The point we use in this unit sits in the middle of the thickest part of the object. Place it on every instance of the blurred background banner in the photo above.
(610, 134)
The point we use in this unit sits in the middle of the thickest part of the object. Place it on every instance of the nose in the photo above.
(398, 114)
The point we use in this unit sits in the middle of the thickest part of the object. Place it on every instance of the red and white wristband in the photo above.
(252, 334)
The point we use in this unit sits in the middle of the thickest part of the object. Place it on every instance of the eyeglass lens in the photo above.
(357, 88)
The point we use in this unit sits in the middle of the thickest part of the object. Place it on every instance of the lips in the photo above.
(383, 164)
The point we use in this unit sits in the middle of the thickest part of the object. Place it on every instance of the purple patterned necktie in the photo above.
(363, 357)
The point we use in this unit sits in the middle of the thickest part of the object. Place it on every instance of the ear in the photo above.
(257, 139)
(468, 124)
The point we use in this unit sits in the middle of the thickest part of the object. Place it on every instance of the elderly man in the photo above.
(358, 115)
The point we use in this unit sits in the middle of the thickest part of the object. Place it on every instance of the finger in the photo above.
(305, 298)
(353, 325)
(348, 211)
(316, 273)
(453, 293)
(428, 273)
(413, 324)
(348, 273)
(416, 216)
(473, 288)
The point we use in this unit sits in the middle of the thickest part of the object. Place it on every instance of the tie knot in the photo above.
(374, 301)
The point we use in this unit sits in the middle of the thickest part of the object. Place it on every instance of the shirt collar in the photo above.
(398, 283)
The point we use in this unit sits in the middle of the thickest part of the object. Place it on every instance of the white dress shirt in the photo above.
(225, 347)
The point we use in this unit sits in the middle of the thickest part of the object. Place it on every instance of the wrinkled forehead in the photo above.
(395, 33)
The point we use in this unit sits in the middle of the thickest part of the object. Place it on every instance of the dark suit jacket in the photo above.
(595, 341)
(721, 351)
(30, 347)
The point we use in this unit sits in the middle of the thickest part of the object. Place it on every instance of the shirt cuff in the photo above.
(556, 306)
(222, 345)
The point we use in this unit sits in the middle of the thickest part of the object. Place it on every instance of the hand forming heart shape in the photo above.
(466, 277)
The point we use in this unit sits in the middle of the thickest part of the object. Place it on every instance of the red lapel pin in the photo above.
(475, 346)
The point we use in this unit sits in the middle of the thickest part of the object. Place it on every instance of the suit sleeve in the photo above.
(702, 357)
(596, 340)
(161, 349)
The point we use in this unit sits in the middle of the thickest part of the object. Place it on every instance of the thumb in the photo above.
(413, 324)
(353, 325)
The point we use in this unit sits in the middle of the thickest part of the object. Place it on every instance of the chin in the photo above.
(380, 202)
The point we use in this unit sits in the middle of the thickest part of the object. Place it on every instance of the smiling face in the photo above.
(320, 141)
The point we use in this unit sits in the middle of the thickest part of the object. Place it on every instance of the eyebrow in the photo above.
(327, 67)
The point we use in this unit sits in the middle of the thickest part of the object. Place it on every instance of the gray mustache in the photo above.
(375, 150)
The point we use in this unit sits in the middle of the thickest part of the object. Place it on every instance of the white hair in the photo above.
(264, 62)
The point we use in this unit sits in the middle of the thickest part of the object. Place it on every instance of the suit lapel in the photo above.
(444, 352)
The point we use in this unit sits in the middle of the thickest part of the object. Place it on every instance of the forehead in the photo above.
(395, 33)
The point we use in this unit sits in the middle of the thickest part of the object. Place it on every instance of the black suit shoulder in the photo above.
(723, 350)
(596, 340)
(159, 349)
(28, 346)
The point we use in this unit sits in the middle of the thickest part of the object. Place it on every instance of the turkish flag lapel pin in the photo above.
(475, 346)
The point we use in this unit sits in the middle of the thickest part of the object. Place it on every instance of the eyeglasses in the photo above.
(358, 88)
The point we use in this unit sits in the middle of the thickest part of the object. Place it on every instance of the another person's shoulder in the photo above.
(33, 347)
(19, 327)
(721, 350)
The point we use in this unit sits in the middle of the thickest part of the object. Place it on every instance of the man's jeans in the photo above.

_Set problem:_
Retype the records word for word, starting at the line that contains "hair in the photo above." and continuing through the last line of the records.

_In response:_
The point we use in this unit sits in the middle of the thickest part of the object. Place it on every instance of the white hair in the photo above.
(264, 62)
The point we use in this unit sits in the middle of the thickest part of the object. Place it on every instance of the suit lapel in the photo above.
(444, 352)
The point we use in this unit sits in the middle of the thickest part of the object. Place it on every instance of the forehead in the photo above.
(395, 33)
The point we use in this unit sits in the middle of the thickest part of the object. Place it on every instance of the black suit shoulder in the photo above.
(723, 350)
(596, 340)
(159, 349)
(28, 346)
The point we use in this unit sits in the middle of the thickest part of the object. Place it on every instance of the turkish flag lapel pin in the photo above.
(475, 346)
The point we use in this unit sits in the middle of the thickest part of the object. Place it on every instance of the eyeglasses in the photo above.
(358, 88)
The point we use in this unit sits in the middle of the thickest part of the object. Place it on every instance of the another person's shoulder in the photo above.
(33, 347)
(19, 327)
(721, 350)
The point we use in this unit sits in the middle of the thickest part of the object. Place it on every instance of the man's jeans in the photo above.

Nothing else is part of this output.